TEXT UNDER STUDY
------------------------------------
Village in Gilan province, Iran

Kalashtar (كلشتر) (Note: Also romanized as Kaleshtar, Keleshtar, and Kolashtar; also known as Kalishtar) is a suburb of Rudbar city, and a village in Kalashtar Rural District of the Central District in Rudbar County, Gilan province, Iran. It was the former seat of the rural district. The capital was transferred to the village of Jamalabad-e Kuseh in 1994, and again transferred to the village of Aliabad in 2024.

==Environment==
Kalashtar is 3 km away from the city center of Rudbar, at the foot of the Western Alborz Mountains, at an altitude of 550 m above sea level, overlooking the Rudbar. Due to the Mediterranean climate, olive groves have developed well in Kalashtar, making olive the main product of the village.

A waterfall, more than high is one of the village's tourist attractions. Water Springs such as Cheshmeh Bar (Gilaki: Chimeh Var (چیمه وار)), the dense and pristine forests as well as Aseman Sara Mountain and plains with tall, green grass at an altitude of 1900 m above sea level are other attractions of Kolshtar.

==Demographics==
===Population===
Klashtar was formerly in Rahmatabad Rural District of the county. According to the 1976 census, it had both tap water and power connection. It also had elementary and middle school.

According to the 1986 census, Kaleshtar also had medical clinic, and access to public transportation.

At the time of the 2006 National Census, the village's population was 1,272 in 409 households. The following census in 2011 counted 1,314 people in 438 households.

The 2016 census measured the population of the village as 32 people in 11 households, as most of the village was incorporated to Rudbar's urban area.
------------------------------------
Items listed in the dataset:

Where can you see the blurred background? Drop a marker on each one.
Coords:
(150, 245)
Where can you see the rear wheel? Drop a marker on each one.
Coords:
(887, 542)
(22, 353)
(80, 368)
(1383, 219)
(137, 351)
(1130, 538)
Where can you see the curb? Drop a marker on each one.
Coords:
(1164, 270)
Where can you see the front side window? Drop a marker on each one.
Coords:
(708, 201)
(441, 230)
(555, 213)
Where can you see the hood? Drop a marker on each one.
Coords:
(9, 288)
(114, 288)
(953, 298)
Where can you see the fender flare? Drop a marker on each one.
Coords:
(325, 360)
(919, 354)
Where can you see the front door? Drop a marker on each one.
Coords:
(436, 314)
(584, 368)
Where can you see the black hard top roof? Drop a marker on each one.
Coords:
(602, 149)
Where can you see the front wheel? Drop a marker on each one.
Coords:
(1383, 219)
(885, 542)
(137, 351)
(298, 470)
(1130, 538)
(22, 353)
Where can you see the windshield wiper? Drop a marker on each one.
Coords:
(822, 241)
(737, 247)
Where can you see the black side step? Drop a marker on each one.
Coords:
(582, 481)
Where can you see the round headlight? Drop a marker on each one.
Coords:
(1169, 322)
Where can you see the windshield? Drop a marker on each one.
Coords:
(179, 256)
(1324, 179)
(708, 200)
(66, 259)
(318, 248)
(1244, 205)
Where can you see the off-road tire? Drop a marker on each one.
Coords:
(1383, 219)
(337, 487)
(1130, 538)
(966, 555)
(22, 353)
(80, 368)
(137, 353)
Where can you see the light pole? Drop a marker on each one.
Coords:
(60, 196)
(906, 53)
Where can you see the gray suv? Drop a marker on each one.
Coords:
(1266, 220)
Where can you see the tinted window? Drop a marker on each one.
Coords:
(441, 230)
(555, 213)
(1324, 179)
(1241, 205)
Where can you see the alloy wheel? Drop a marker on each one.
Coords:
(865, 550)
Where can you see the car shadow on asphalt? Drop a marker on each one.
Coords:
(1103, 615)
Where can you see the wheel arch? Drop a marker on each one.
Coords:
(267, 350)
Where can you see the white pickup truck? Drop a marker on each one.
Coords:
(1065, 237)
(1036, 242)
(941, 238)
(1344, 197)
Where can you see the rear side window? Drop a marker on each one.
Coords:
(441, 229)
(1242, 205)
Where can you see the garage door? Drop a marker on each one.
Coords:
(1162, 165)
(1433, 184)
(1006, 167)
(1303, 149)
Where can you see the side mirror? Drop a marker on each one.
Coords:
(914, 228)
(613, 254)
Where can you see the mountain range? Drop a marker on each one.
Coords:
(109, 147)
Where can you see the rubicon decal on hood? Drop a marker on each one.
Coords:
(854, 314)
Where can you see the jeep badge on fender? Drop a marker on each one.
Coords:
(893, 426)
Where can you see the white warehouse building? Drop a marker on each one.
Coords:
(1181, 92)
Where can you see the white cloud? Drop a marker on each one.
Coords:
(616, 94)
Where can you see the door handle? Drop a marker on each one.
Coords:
------------------------------------
ACTION ITEM
List every census year named in the text about Kalashtar.

YOUR SOLUTION
1976, 1986, 2006, 2011, 2016